(Point labeling examples)

+++

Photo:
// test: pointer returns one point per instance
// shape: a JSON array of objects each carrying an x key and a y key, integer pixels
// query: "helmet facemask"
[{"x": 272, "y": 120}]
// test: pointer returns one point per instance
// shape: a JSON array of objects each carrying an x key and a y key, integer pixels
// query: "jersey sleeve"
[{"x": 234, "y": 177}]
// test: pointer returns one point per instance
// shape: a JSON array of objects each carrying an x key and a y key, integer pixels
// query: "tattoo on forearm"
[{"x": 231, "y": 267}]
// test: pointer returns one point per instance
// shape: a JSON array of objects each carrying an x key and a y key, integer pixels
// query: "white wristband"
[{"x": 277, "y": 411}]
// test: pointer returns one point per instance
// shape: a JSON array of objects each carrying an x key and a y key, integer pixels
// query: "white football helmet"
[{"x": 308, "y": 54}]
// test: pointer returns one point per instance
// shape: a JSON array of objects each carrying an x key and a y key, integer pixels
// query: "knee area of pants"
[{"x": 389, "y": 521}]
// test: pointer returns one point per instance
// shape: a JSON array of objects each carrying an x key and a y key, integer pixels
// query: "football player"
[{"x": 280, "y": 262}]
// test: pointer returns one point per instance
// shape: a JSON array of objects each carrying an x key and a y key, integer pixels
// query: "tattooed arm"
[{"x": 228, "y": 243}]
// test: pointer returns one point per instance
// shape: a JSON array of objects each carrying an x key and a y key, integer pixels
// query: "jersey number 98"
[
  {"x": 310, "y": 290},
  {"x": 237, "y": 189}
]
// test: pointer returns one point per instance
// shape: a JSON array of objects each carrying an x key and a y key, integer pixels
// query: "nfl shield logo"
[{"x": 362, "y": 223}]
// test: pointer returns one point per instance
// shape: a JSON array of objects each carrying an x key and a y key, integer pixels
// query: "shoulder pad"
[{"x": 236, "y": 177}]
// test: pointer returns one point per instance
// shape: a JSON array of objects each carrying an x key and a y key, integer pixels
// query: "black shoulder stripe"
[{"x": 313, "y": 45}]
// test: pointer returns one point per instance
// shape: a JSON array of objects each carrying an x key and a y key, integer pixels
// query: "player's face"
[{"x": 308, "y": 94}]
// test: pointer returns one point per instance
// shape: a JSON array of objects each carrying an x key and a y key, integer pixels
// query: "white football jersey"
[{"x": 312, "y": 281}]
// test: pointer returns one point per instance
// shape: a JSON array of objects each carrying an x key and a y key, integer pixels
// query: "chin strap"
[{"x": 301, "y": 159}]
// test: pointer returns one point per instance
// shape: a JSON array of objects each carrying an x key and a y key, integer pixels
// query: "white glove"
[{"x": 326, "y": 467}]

+++

Instructions for the task:
Reproduce the records in full, exactly as written.

Response to this exercise:
Photo:
// test: pointer returns one point per instance
// shape: a JSON array of objects each carrying an x key and a y key, integer pixels
// query: "helmet facemask"
[{"x": 272, "y": 120}]
// test: pointer returns one point per instance
// shape: a JSON array of objects each carrying an x key and a y key, integer pixels
// query: "jersey sleeve"
[{"x": 234, "y": 177}]
// test: pointer returns one point per instance
// shape: a JSON array of objects each carrying an x key and a y key, integer pixels
// query: "tattoo on forearm"
[{"x": 231, "y": 267}]
// test: pointer returns one point per instance
// shape: a JSON array of objects each carrying an x key and a y key, integer pixels
// query: "white wristband"
[{"x": 277, "y": 411}]
// test: pointer returns one point per instance
// shape: a JSON array of objects each carrying an x key and a y key, integer pixels
// query: "white football helmet"
[{"x": 308, "y": 54}]
// test: pointer returns one point per instance
// shape: a JSON array of objects each carrying an x key and a y key, integer pixels
// query: "knee area of pants"
[{"x": 389, "y": 521}]
// test: pointer returns one point per instance
// shape: a JSON array of objects each carrying an x key and a y key, integer pixels
// query: "football player"
[{"x": 280, "y": 262}]
// test: pointer returns one point per instance
// shape: a JSON array of objects each carrying an x key and a y key, integer pixels
// query: "tattooed arm"
[{"x": 228, "y": 243}]
// test: pointer returns one point per instance
// shape: a JSON array of objects each carrying an x key and a y key, integer pixels
// query: "jersey number 98"
[
  {"x": 310, "y": 290},
  {"x": 237, "y": 189}
]
// test: pointer returns one point per instance
// shape: a JSON array of objects each carrying an x key and a y key, integer pixels
// query: "nfl shield logo"
[{"x": 362, "y": 223}]
// test: pointer returns one point per instance
// shape: a JSON array of objects each carrying an x key and a y key, integer pixels
// query: "shoulder pad"
[{"x": 236, "y": 177}]
// test: pointer returns one point per instance
// shape: a JSON array of objects each carrying an x key and a y key, integer pixels
// query: "black shoulder stripe"
[{"x": 313, "y": 45}]
// test: pointer returns one point per instance
// shape: a JSON array of objects each carrying an x key and a y key, integer pixels
// query: "player's face"
[{"x": 308, "y": 94}]
// test: pointer returns one point per instance
// shape: a JSON array of objects each carrying an x key and a y key, integer pixels
// query: "white football jersey"
[{"x": 312, "y": 281}]
// test: pointer returns one point per instance
// shape: a JSON array of objects each carrying an x key and a y key, integer pixels
// query: "chin strap"
[{"x": 301, "y": 159}]
// test: pointer returns one point per instance
// shape: a JSON array of objects each carrying an x key and a y key, integer pixels
// query: "white glove"
[{"x": 326, "y": 467}]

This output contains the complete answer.